### Exercise aim
Rewrite the lines below, putting "central point" in place of every "innermost point" and leaving everything else unchanged.

### The input
• • • • •

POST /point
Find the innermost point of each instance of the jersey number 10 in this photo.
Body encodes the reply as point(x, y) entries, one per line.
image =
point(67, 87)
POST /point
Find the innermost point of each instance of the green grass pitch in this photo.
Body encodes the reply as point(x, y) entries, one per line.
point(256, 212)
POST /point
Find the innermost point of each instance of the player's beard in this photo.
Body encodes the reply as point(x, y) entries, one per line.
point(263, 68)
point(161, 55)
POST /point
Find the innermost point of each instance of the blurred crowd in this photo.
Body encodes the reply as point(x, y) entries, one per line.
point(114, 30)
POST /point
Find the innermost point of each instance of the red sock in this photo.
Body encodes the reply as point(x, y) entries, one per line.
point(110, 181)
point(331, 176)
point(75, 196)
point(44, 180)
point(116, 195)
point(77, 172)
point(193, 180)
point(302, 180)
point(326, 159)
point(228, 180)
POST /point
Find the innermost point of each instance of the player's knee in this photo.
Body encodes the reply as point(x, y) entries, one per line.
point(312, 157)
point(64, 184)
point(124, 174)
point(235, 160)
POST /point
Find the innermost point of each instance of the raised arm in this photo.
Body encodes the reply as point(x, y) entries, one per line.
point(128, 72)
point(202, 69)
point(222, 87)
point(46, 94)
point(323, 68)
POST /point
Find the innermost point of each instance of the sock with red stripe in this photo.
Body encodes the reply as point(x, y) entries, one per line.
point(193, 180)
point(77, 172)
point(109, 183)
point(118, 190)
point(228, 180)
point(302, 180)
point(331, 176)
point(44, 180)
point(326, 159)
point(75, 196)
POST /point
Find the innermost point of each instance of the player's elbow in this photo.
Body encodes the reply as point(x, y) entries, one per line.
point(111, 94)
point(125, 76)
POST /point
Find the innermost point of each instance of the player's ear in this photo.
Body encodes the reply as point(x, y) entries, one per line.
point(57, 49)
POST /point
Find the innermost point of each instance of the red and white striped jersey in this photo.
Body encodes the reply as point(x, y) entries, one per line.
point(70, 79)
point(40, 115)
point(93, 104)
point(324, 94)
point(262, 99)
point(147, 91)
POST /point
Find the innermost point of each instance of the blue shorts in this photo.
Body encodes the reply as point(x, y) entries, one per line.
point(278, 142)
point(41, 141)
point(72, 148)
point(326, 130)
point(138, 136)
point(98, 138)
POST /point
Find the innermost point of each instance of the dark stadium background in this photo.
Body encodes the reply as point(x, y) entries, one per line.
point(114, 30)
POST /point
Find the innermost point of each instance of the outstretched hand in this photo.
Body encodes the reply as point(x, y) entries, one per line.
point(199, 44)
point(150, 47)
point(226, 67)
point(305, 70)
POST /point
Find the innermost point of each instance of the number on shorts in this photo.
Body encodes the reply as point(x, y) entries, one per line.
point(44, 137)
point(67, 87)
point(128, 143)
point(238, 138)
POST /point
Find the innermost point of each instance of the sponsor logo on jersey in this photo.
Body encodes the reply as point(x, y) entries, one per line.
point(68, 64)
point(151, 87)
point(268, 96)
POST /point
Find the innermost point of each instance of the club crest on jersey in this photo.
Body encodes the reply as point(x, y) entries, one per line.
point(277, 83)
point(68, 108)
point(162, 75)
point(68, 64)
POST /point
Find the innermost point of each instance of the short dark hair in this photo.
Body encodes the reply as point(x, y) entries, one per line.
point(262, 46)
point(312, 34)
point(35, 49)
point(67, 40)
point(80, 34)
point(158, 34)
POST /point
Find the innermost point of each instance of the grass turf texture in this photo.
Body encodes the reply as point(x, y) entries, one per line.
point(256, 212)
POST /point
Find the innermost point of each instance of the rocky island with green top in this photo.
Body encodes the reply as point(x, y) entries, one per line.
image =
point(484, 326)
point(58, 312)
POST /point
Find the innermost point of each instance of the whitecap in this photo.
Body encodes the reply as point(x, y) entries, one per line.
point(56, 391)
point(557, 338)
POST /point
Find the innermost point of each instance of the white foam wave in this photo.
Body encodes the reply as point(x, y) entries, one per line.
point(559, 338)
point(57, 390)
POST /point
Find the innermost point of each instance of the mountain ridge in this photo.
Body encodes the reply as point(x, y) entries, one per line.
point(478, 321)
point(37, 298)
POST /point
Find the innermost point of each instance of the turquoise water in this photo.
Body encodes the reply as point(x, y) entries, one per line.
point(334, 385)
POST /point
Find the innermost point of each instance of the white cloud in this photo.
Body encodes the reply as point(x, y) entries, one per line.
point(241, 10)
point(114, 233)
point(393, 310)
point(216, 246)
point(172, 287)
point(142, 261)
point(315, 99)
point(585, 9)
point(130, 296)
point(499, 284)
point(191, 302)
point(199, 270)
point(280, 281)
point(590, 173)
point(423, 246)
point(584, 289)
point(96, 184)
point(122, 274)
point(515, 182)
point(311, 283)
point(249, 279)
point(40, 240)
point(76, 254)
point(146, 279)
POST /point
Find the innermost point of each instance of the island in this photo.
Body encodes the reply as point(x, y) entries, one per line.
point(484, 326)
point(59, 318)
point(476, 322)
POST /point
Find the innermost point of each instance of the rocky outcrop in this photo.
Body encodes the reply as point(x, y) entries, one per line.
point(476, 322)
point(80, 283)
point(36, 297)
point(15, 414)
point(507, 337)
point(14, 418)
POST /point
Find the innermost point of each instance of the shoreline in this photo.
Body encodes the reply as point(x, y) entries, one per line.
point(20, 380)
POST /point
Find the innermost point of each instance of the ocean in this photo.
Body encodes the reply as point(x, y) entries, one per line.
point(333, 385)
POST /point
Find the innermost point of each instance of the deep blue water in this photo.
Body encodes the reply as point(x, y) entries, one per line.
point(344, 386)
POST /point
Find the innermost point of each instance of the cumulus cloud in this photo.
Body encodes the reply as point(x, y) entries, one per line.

• • • • •

### Finished task
POST /point
Find the central point of each instance of the jersey number 10 in this photo.
Body encodes the reply as point(x, y) entries, one per line.
image =
point(67, 87)
POST /point
Find the central point of each instance of the green grass pitch in this photo.
Body encodes the reply as point(x, y) entries, one per line.
point(256, 212)
POST /point
Find the central point of each instance of the player's beard in this photo.
Body encodes the reply as point(x, y) entries, one per line.
point(263, 68)
point(161, 55)
POST /point
Find the central point of each instance of the blurred crowd in this photo.
Body encodes the reply as point(x, y) entries, one per line.
point(114, 30)
POST /point
Find the central point of each instance of the red sock in this photo.
Body encodes the reply as point(x, y) entries, one per line.
point(110, 181)
point(331, 176)
point(75, 196)
point(44, 180)
point(116, 195)
point(77, 172)
point(193, 180)
point(302, 180)
point(326, 159)
point(228, 180)
POST /point
Find the central point of each instance of the player's knee in this photo.
Body encodes the reply as point(x, y) entries, one per line.
point(312, 157)
point(64, 184)
point(124, 174)
point(235, 160)
POST /point
Find the central point of each instance of the raised arm in this photo.
Body encodes the reply as point(x, y) entries, one per line.
point(128, 72)
point(202, 69)
point(222, 87)
point(46, 94)
point(323, 68)
POST /point
Find the central point of each instance of the sock with red stripe in this photo.
Body encodes the reply as point(x, y) entries, one per line.
point(193, 180)
point(77, 172)
point(109, 183)
point(118, 190)
point(228, 180)
point(302, 180)
point(331, 176)
point(44, 180)
point(326, 159)
point(75, 196)
POST /point
Find the central point of each instance of the player's elbow in this photo.
Body encodes the reply as point(x, y) entries, one per line.
point(111, 94)
point(125, 76)
POST /point
Find the central point of each instance of the player's ear in this photo.
Body encodes the reply as point(x, y) entries, one per line.
point(57, 49)
POST /point
Find the central point of each instance of the red and white striped jersey in this photo.
Body encodes the reply as point(x, y) entries, one per line.
point(70, 79)
point(40, 115)
point(93, 104)
point(324, 94)
point(262, 99)
point(147, 91)
POST /point
Find the central point of each instance of the blue shorts in this photo.
Body encodes the reply as point(x, y) entries, one per line.
point(278, 142)
point(41, 141)
point(72, 148)
point(326, 130)
point(138, 136)
point(98, 138)
POST /point
Find the central point of each instance of the dark stadium background in this photo.
Body encodes the reply as point(x, y) entries, one per line.
point(114, 30)
POST /point
Find the central point of each instance of the outstretched hand in this photo.
Body encodes the reply as point(x, y) entries, one per line.
point(199, 44)
point(150, 47)
point(226, 67)
point(305, 70)
POST /point
Find the central point of each instance of the number on shorts in this photo.
Body encodes the reply as point(x, y) entries, one per line.
point(44, 137)
point(67, 87)
point(128, 143)
point(238, 138)
POST /point
Find the central point of each instance of the sponsor logo on jersey in this photo.
Body encodes the reply as point(x, y) entries, one per line.
point(68, 64)
point(151, 87)
point(268, 96)
POST /point
Find the central point of each instance of the club crest on jersey in this photo.
Body encodes the reply as point(x, y) entries, one per line.
point(277, 83)
point(68, 108)
point(162, 75)
point(68, 64)
POST /point
Find the central point of each instance of the short dark hair in this photo.
Body encodes the reply as point(x, y) entries, one per line.
point(262, 46)
point(312, 34)
point(35, 49)
point(67, 40)
point(80, 34)
point(158, 34)
POST /point
Find the central point of each instance of the grass turf texture in this photo.
Body encodes the reply as point(x, y) entries, one per line.
point(256, 212)
POST /point
Find the central point of each instance of the rocky island with green top in this photo.
Body encodes the reply as point(x, y) entries, one per line.
image =
point(484, 326)
point(58, 312)
POST /point
Find the central point of each instance of the whitecap in this photo.
Body encodes the reply as point(x, y) entries, one per line.
point(56, 391)
point(557, 338)
POST /point
Find the central point of each instance of the white foam wave in this photo.
Body encodes the reply as point(x, y) entries, one per line.
point(559, 338)
point(57, 390)
POST /point
Find the central point of each instance of the mountain ridge in this photo.
Body encodes the reply as point(x, y) entries, one per line.
point(478, 321)
point(37, 298)
POST /point
Find the central point of each instance of the turquoise water in this photo.
Body encodes the reply as point(x, y) entries, one per line.
point(334, 385)
POST /point
Find the central point of each instance of the white cloud in this photo.
Body encodes the reply as point(x, y) entries, one per line.
point(241, 10)
point(114, 233)
point(393, 310)
point(216, 246)
point(172, 287)
point(142, 261)
point(315, 99)
point(585, 9)
point(130, 296)
point(499, 284)
point(191, 302)
point(199, 270)
point(280, 281)
point(590, 173)
point(423, 246)
point(584, 289)
point(96, 184)
point(122, 274)
point(515, 182)
point(311, 283)
point(249, 279)
point(40, 240)
point(76, 254)
point(146, 279)
POST /point
Find the central point of each instance of the island in this photo.
Body encodes the reply as point(x, y) entries, one per line.
point(484, 326)
point(59, 318)
point(476, 322)
POST /point
Find the central point of each instance of the rocky outcrop in this photo.
Body encodes the reply as point(x, y) entries, one per line.
point(476, 322)
point(80, 283)
point(36, 297)
point(15, 414)
point(507, 337)
point(14, 418)
POST /point
Find the central point of each instance of the shoreline in this photo.
Body encodes the reply as point(x, y) entries, one per line.
point(20, 380)
POST /point
Find the central point of each instance of the ocean in this photo.
Body encodes the reply as point(x, y) entries, one per line.
point(333, 385)
POST /point
Find the central point of each instance of the deep blue water in this photo.
Body encodes the reply as point(x, y) entries, one per line.
point(344, 386)
POST /point
Find the central point of each instance of the cumulus cloud in this photo.
Body encodes the reply as point(x, y) entries, one per line.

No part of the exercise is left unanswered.